▸ PAGE:
.....
Stephen Robert Powers

analyst
#16

Yes. Okay. And that's a good segue. So that despite recalibration of top line expectations, you've held firm to your 39% to 40% beer margin target. As you think about the, I guess, the path to fiscal '28, maybe what's the framework you guys use to think about the -- why that's the right margin range? What are the kind of the positives balanced against the puts and the takes around that number?

Garth Hankinson

executive
#17

Yes, sure. Well, first of all, we've been saying for years, we think 39% to 40% is the right range over the medium term to think about our beer business. If I don't say it, Bill will, those are best-in-class margins, not just in beer, but in consumer packaged goods. And honestly, the puts and takes are kind of the same that they have been. On the positive side in terms of tailwinds, we still expect to get sort of at least low single-digit volume growth, which will help with overhead absorption, obviously. We continue to believe that we've got the ability to take 100 to 200 basis points of growth through pricing. And we're going to have a robust savings agenda. We've always had a robust savings agenda as part of our plan. We've talked more about that in the last couple of years just because the quantum of dollars have been bigger than they had been in years past. That's because twofold. One, we've been really successful in terms of clawing back some of the outsized increases we saw during the 2-year period of time where we had really elevated inflationary impacts against our business, and our procurement team has done a really nice job of RFPing the business and reentering contracts. There's also this migration that we've talked about for a few years now around being -- moving from a builder to an operator. Again, that has yielded real savings for us as we've gone from sort of 50-foot railcars to 60-foot railcars, double stacking in those railcars, just a couple of the initiatives that we've had underway. So all of those will be the tailwinds. Headwinds will be the usual suspects, inflation, a little bit of fixed overhead absorption drag as we put in incremental capacity and then depreciation. We're doing a nice job, I think, managing depreciation. We've talked about this modular approach to expansion. And what we're able to do is as we're seeing demand queues change, we can extend when we bring lines or facilities on stream and then better manage the depreciation impact in the business. But with all that said, again, 39% to 40% is what we think is the right way to think about the business. But in any 1 year, we might have more tailwinds, and we'll be above 40%, and in some years, we'll be -- have more headwinds and doing below 39%.
.....
[Dataset rows]

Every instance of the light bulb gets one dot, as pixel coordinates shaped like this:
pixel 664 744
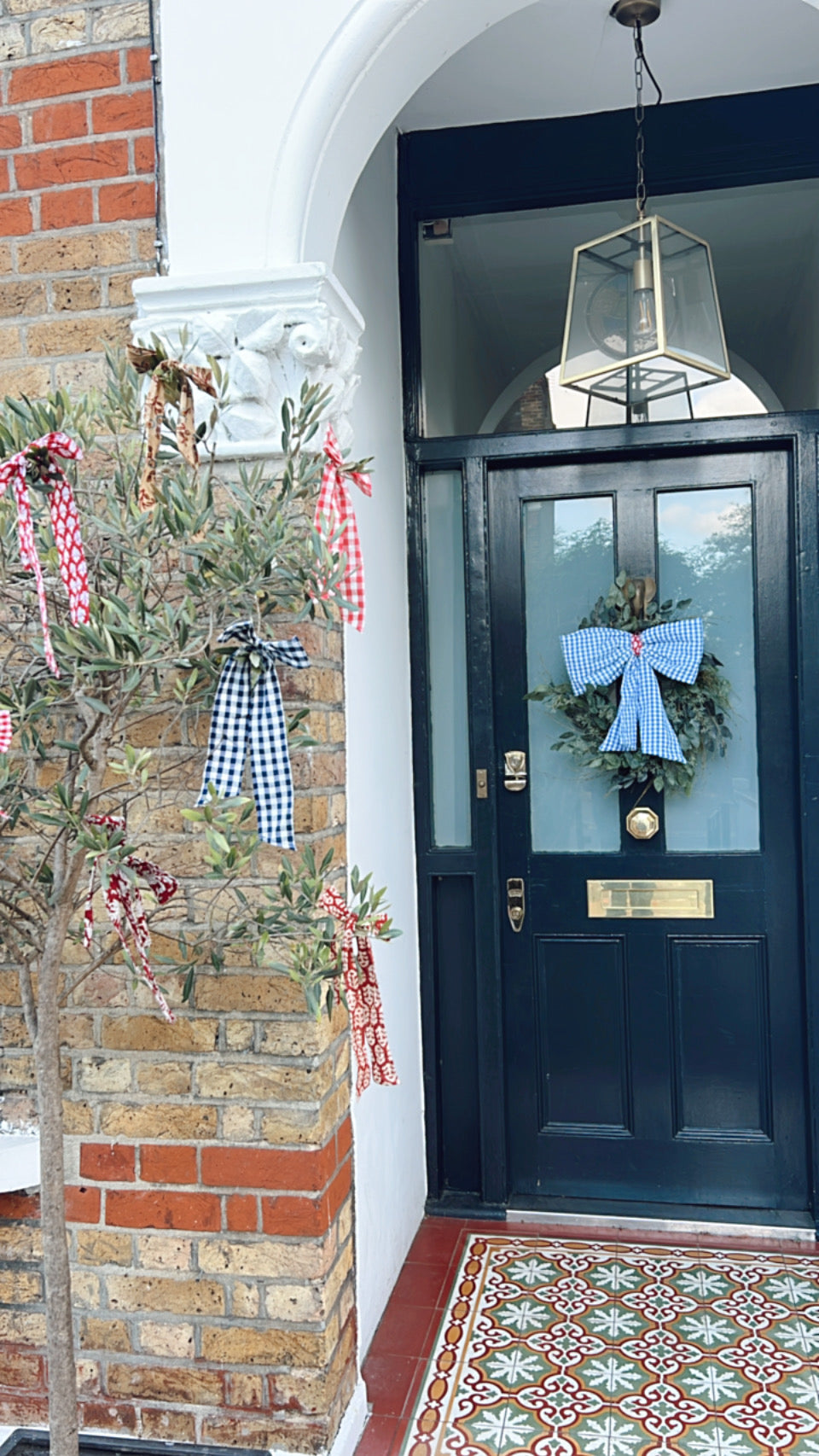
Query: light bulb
pixel 643 307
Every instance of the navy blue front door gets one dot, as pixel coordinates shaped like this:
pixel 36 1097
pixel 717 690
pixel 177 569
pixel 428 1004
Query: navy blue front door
pixel 652 1060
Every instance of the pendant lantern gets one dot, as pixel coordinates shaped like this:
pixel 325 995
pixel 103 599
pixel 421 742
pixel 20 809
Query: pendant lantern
pixel 643 319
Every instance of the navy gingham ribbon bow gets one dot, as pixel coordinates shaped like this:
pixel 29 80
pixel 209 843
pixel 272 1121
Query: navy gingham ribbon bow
pixel 601 654
pixel 251 715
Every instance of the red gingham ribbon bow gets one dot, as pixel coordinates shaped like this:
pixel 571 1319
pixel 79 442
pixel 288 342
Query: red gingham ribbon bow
pixel 335 521
pixel 64 521
pixel 124 903
pixel 363 995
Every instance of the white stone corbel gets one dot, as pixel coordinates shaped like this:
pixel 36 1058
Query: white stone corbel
pixel 270 332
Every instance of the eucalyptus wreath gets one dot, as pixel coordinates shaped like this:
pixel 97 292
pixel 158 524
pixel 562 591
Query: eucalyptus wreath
pixel 697 713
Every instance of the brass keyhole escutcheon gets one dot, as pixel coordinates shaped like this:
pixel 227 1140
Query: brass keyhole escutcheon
pixel 642 823
pixel 515 903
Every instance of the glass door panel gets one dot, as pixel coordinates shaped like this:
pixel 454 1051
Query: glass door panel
pixel 706 552
pixel 567 561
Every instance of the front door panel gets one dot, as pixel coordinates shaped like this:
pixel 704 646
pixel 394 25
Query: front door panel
pixel 653 1060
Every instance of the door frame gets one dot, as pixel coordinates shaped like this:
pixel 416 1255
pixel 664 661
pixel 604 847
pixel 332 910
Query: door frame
pixel 472 1045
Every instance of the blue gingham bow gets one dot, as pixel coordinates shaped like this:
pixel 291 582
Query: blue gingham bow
pixel 251 715
pixel 601 654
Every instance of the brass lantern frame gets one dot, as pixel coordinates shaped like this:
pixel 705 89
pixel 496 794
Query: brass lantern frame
pixel 579 381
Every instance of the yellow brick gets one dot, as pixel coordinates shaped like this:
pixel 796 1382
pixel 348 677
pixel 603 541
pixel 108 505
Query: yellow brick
pixel 59 32
pixel 264 1084
pixel 236 992
pixel 99 1247
pixel 121 22
pixel 247 1346
pixel 237 1124
pixel 152 1034
pixel 177 1123
pixel 162 1251
pixel 171 1078
pixel 102 1075
pixel 28 379
pixel 239 1035
pixel 183 1386
pixel 9 344
pixel 78 1117
pixel 20 1289
pixel 172 1340
pixel 105 1334
pixel 265 1258
pixel 76 335
pixel 245 1301
pixel 68 252
pixel 173 1296
pixel 121 288
pixel 22 296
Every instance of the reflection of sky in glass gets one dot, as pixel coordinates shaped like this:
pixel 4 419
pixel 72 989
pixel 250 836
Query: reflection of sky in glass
pixel 705 552
pixel 569 559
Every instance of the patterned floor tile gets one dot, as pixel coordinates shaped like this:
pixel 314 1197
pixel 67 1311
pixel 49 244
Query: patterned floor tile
pixel 567 1348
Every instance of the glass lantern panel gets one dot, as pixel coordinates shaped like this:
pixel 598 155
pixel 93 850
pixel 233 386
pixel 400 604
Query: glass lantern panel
pixel 613 317
pixel 690 300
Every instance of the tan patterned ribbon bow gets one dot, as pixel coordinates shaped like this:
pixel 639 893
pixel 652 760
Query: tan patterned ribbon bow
pixel 125 909
pixel 363 995
pixel 171 385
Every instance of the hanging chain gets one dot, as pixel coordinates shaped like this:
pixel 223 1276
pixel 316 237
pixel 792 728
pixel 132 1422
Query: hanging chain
pixel 639 119
pixel 641 64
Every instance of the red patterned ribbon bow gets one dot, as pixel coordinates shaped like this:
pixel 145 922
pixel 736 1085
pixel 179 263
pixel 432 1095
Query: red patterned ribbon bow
pixel 124 905
pixel 335 523
pixel 363 995
pixel 64 521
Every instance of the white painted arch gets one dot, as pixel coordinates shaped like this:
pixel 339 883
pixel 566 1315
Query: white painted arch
pixel 375 59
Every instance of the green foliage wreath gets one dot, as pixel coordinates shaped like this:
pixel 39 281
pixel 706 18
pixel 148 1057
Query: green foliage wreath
pixel 699 713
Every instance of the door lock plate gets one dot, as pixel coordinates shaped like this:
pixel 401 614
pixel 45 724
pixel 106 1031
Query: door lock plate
pixel 514 771
pixel 515 903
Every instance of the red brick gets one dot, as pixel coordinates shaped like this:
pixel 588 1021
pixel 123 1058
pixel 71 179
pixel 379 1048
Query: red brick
pixel 9 131
pixel 82 1204
pixel 162 1210
pixel 144 154
pixel 125 111
pixel 160 1162
pixel 20 1206
pixel 15 218
pixel 344 1138
pixel 67 78
pixel 108 1161
pixel 340 1188
pixel 295 1218
pixel 55 123
pixel 125 200
pixel 60 165
pixel 241 1216
pixel 72 208
pixel 138 64
pixel 268 1168
pixel 20 1371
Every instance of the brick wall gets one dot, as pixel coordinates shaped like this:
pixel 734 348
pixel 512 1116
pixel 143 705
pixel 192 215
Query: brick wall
pixel 76 187
pixel 210 1188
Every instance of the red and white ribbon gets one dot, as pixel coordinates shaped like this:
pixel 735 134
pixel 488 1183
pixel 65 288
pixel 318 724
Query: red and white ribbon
pixel 363 995
pixel 124 905
pixel 335 523
pixel 64 521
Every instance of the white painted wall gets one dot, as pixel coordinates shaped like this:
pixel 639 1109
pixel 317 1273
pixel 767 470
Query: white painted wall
pixel 390 1175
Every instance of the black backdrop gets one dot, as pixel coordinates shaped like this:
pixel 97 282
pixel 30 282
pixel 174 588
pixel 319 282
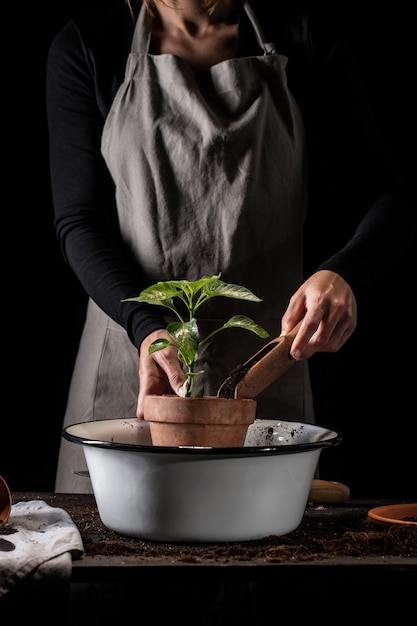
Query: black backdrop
pixel 366 391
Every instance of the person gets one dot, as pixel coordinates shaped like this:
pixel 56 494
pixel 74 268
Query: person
pixel 192 137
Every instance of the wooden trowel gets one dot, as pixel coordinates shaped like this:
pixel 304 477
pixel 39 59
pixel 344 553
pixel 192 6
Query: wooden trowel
pixel 261 370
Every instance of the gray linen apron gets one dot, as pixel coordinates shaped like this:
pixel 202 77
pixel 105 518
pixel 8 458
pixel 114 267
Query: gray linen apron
pixel 210 174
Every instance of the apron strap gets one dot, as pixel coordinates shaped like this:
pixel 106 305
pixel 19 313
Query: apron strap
pixel 142 35
pixel 267 47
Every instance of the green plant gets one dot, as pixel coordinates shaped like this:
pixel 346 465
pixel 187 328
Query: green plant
pixel 185 332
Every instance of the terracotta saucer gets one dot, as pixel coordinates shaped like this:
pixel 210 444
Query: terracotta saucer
pixel 394 514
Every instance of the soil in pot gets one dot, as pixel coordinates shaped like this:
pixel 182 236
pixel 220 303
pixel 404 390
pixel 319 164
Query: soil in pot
pixel 199 422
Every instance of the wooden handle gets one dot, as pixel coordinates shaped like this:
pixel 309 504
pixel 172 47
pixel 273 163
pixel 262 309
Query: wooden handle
pixel 328 492
pixel 267 365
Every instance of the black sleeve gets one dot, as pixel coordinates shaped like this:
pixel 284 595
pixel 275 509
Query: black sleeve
pixel 361 217
pixel 78 99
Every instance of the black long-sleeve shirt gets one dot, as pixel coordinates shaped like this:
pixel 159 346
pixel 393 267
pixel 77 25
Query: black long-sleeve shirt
pixel 359 220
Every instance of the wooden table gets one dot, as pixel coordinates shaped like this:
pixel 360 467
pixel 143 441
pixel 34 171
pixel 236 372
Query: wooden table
pixel 111 585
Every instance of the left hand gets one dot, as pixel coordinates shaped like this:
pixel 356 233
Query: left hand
pixel 328 307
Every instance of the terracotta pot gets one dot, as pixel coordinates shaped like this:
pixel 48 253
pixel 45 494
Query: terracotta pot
pixel 199 422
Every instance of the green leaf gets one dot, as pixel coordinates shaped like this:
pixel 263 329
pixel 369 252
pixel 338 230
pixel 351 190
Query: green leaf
pixel 219 288
pixel 186 335
pixel 241 321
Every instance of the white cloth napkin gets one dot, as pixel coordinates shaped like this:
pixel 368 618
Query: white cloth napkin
pixel 45 544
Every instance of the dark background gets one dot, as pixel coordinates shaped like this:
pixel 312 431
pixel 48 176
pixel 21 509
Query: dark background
pixel 366 391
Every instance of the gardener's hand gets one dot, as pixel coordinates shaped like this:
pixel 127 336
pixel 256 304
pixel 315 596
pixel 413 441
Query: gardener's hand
pixel 160 372
pixel 327 305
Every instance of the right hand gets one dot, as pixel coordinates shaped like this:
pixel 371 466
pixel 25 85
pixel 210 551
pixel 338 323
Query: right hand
pixel 160 372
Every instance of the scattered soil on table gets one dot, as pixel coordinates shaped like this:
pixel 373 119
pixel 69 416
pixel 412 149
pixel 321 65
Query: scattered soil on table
pixel 312 540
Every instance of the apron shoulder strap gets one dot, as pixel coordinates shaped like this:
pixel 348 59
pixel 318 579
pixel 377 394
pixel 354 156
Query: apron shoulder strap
pixel 267 47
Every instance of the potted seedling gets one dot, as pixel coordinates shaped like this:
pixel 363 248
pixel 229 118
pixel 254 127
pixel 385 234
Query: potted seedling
.....
▸ PROBLEM STATEMENT:
Answer these questions from the transcript:
(a) What beer margin target does the analyst say has been held firm despite recalibrated top line expectations?
(b) How many basis points of growth does Garth Hankinson say can come through pricing?
(c) What railcar length did the business move to from 50-foot railcars?
The records play no part here.

▸ ANSWER TO THIS PROBLEM:
(a) 39% to 40%
(b) 100 to 200 basis points
(c) 60-foot railcars